[DATA IN THIS EXERCISE Boundary: Start]

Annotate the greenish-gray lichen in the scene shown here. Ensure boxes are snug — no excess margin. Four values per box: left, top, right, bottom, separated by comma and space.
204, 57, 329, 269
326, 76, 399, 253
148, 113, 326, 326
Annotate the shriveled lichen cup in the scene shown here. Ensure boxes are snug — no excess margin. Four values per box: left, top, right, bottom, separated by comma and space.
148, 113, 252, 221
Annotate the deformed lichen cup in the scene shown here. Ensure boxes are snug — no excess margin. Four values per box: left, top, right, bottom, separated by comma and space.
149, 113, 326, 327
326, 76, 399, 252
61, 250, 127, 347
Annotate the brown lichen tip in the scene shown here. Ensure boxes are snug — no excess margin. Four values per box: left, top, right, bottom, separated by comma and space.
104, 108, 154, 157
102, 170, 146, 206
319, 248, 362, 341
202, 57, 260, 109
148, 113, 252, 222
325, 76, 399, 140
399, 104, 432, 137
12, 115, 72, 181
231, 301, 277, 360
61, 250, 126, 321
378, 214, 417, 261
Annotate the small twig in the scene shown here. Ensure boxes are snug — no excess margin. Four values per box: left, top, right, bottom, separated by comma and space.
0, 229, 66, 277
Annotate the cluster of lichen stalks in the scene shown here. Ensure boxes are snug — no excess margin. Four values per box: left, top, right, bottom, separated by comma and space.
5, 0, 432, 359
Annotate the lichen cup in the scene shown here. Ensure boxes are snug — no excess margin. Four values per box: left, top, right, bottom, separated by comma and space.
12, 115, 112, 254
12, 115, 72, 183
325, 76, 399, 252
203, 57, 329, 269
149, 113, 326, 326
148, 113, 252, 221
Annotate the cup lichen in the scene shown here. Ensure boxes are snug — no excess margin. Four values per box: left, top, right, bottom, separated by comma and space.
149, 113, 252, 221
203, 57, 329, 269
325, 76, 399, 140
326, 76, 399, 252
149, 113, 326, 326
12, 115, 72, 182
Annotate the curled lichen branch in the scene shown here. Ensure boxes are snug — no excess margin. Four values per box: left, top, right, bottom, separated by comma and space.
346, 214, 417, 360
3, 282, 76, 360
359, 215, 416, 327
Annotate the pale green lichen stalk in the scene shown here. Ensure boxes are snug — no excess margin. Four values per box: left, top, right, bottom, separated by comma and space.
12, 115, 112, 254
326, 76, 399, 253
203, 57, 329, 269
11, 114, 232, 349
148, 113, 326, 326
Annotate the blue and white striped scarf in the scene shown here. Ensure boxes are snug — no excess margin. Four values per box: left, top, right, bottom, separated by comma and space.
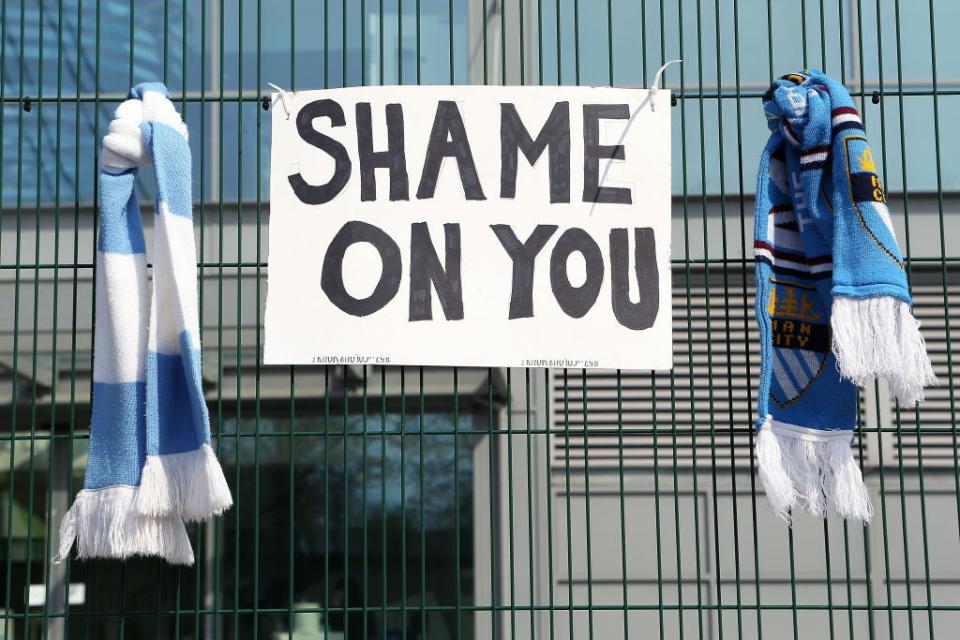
754, 70, 936, 523
55, 83, 232, 565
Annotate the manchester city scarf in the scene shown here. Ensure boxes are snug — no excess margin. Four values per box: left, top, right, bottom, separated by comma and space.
54, 83, 233, 564
754, 70, 936, 523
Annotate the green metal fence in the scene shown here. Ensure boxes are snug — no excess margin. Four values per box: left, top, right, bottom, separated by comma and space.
2, 0, 960, 638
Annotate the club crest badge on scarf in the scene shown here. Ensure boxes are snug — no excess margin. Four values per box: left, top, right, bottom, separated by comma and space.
754, 70, 936, 523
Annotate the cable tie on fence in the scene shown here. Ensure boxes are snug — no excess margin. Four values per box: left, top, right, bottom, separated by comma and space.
267, 83, 294, 120
649, 59, 682, 111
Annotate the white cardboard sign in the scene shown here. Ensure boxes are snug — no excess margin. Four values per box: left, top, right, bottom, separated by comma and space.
265, 85, 672, 369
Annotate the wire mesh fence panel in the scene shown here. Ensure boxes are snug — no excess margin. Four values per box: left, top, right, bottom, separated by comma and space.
2, 0, 960, 638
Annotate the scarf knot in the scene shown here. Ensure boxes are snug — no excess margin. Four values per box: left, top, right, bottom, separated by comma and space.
762, 72, 832, 150
101, 83, 188, 171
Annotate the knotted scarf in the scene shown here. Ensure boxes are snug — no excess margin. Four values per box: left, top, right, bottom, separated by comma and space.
54, 83, 233, 564
754, 70, 936, 523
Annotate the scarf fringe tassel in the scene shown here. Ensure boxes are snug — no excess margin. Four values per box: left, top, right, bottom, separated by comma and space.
135, 443, 234, 522
831, 295, 938, 406
756, 416, 873, 524
52, 486, 194, 565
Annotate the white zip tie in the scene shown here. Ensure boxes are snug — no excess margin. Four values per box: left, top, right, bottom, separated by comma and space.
649, 59, 682, 111
267, 82, 294, 120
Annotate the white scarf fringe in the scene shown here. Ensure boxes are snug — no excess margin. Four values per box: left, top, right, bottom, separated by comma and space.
135, 444, 234, 521
53, 486, 194, 565
756, 416, 873, 524
831, 295, 937, 406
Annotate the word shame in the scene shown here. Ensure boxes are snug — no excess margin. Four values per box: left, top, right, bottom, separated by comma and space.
288, 99, 633, 206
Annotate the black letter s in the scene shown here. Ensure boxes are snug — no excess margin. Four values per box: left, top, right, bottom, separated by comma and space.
288, 99, 353, 205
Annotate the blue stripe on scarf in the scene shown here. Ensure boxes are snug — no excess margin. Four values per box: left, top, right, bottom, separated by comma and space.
85, 381, 147, 489
141, 122, 193, 218
146, 331, 211, 456
98, 171, 147, 254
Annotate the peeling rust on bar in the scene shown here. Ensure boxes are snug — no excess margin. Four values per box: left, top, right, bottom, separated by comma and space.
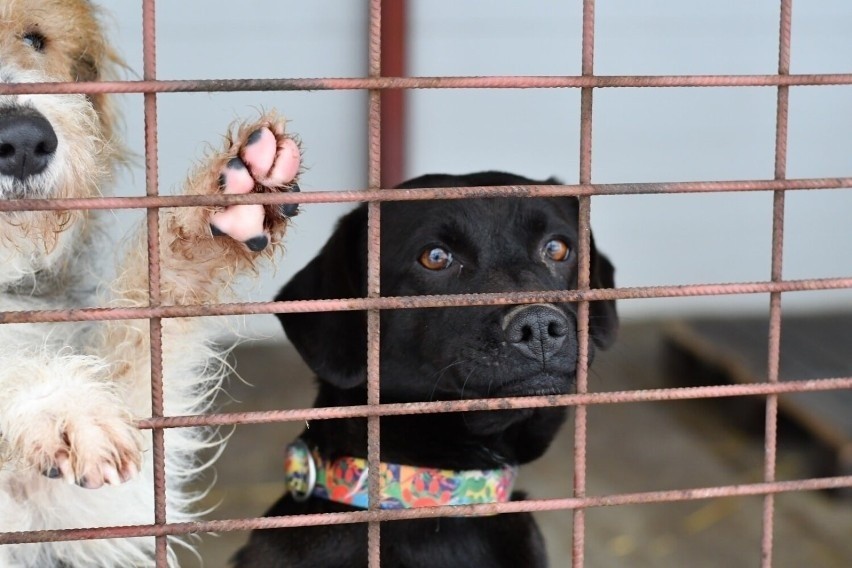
0, 277, 849, 324
761, 2, 794, 565
2, 476, 850, 546
131, 375, 852, 426
140, 0, 169, 565
366, 0, 383, 564
1, 73, 852, 96
0, 177, 847, 213
573, 1, 596, 563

[DATA IN THIS EXERCISE Boundary: End]

Skip the images and set down the rest of the data unchanged.

Annotate the greenish-gray lichen in the scene shown here. Ensure boxes are snug — no excess margin. Four values per box: left, top, right, bottom, separated by comma and space.
204, 57, 329, 269
326, 76, 399, 253
148, 113, 326, 326
Annotate the shriveled lichen cup in the scene shown here. Ensure boxes are snug — no excess margin. Four values per box: left, top, right, bottom, separated by comma and space.
148, 113, 252, 221
Annotate the deformed lichen cup in the scene shown here. Ensure boxes are snug — no excess margin. Four values per box: left, top, right, bottom, separated by comma and space.
149, 113, 326, 327
326, 76, 399, 252
61, 250, 127, 347
Annotate the brown lichen tip in the scene shown here. Ensure boxes are snug — no excess margin. Four values per box: left, top, right, bottom, separated by comma and space.
104, 108, 154, 157
102, 170, 146, 206
319, 248, 362, 341
202, 57, 260, 109
148, 113, 252, 222
325, 76, 399, 140
399, 104, 432, 137
12, 115, 72, 181
231, 301, 277, 360
61, 250, 126, 321
378, 214, 417, 261
Annotate the small twig in the scene shown here. Ensure boxes are snug — no excess margin. Four values per box: left, top, right, bottom, separated by comma and space.
0, 229, 66, 277
Annotate the cluster of lichen stalks in the scene shown here. Ensure boxes are snug — no excess margin. Four values per box: left, top, right, bottom, separated by comma and space.
5, 0, 432, 359
Annotate the lichen cup in the scene shown here. Ensure boxes are snug — no excess margin. Four values per box: left, top, right, bottom, separated by comma and space.
12, 115, 112, 254
12, 115, 72, 183
325, 76, 399, 252
203, 57, 329, 269
149, 113, 326, 326
148, 113, 252, 221
Annotate the cup lichen in the scene shown here. Ensure boxes are snug — no excess margin. Four values per box: left, top, right, bottom, separated by comma and space.
149, 113, 252, 221
203, 57, 329, 269
325, 76, 399, 140
326, 76, 399, 252
149, 113, 326, 326
12, 115, 72, 182
Annotate the curled lichen branch in the scene shown here. Ensure boxes are snug — no excess margin. Four values per box: left, top, right, bottom, separated by comma and space.
346, 214, 417, 360
3, 282, 76, 360
359, 215, 416, 327
Annotate the pale green lichen stalk in the scene shown here. Ensure boxes are snug — no excess margin. Four values per box: left, top, right, bottom, separated by comma and space.
12, 115, 112, 254
326, 76, 399, 253
203, 57, 329, 269
11, 114, 232, 349
148, 113, 326, 326
Annotate the blue and white striped scarf in the scene shown here. Ensure boxes are snug — no excess margin. Four values per box: left, top, right, bottom, separated by comma and space.
754, 70, 936, 523
55, 83, 232, 565
Annotate the manchester city scarf in the scene shown here. Ensure boxes are snug — no excess margin. Four values per box: left, top, right, bottom, separated by comma and space.
54, 83, 233, 564
754, 70, 936, 523
Annotate the green metal fence in the scene shown here. Ensure boxes are snug — no excess margin. Four values per box: left, top, right, bottom, separated by comma and space.
2, 0, 960, 638
Annotate the club crest badge on scarf in the scene shown here. Ensure boxes are snug — no excess margin. Four values per box: left, top, right, bottom, separated by comma and space.
754, 70, 936, 523
Annotate the cable tie on fence in the scene shown here. Ensure boxes are snug — no excess margin. Four values per box: left, top, right, bottom, separated by comma and space.
267, 83, 294, 120
649, 59, 682, 111
Annotate the white cardboard sign in the scene shown here. Ensure boxes are snug — no excess margin. Four values per box: left, top, right, bottom, separated by comma and space.
265, 85, 672, 369
Annotate the wire mesh fence panel in the scene shown here. Ensure boxes are snug — no excess margin. Four values per box: left, top, right, bottom, separated by comma and space.
2, 0, 960, 638
Annotate the scarf knot in the scene shown here. Ensure boxes are snug — no excess margin. Four values per box: left, top, right, bottom, separated by comma and space.
762, 72, 832, 150
101, 83, 188, 171
Annotate the knotted scarf in the scene shown here. Ensure boxes are snug — no excess margin. Four values per box: left, top, right, bottom, separated by comma and space.
54, 83, 233, 564
754, 70, 936, 523
Annotate the scarf fringe tassel in the scene shown here. Ensure boxes are snug — no excess margin. Four values per box: left, top, right, bottom, separated by comma and space.
135, 443, 234, 522
831, 295, 938, 406
756, 416, 873, 524
52, 486, 194, 565
Annotate the white zip tie in the scene shown here. Ensure boxes are snug — no excess margin. Four values per box: left, top, right, bottom, separated by comma and space.
649, 59, 682, 111
267, 82, 294, 120
Annotate the white scarf fringe in the scene shown here. Ensure boxes are snug — no excess margin. Four values per box: left, top, right, bottom, separated by comma and space.
135, 444, 234, 521
53, 486, 194, 565
756, 416, 873, 524
831, 295, 937, 406
Annotate the word shame in the scene shown here. Ensure boxes are snug — no excess margin. Four values per box: left, top, right, bottom, separated by comma and space.
288, 99, 633, 206
Annotate the black letter s in the scene shown here. Ensure boxes are snug — no excess margin. Four values per box: left, top, right, bottom, separated by comma and space.
288, 99, 353, 205
Annotate the blue stripe on scarf in the scene shown here. Ensure boxes are snug — no excess margin. Four values per box: left, top, right, bottom, separated by comma and space.
85, 381, 147, 489
141, 122, 193, 218
146, 331, 211, 456
98, 171, 147, 254
Annotate the peeling rust on bar in the scene shown here. Ensure boxes are snug — no excess margin. Four values per box: left, top, right, bottom, separated by comma and space.
0, 277, 849, 324
761, 2, 794, 565
2, 476, 850, 546
131, 375, 852, 426
140, 0, 169, 565
366, 0, 383, 564
1, 73, 852, 96
0, 177, 847, 213
573, 1, 596, 563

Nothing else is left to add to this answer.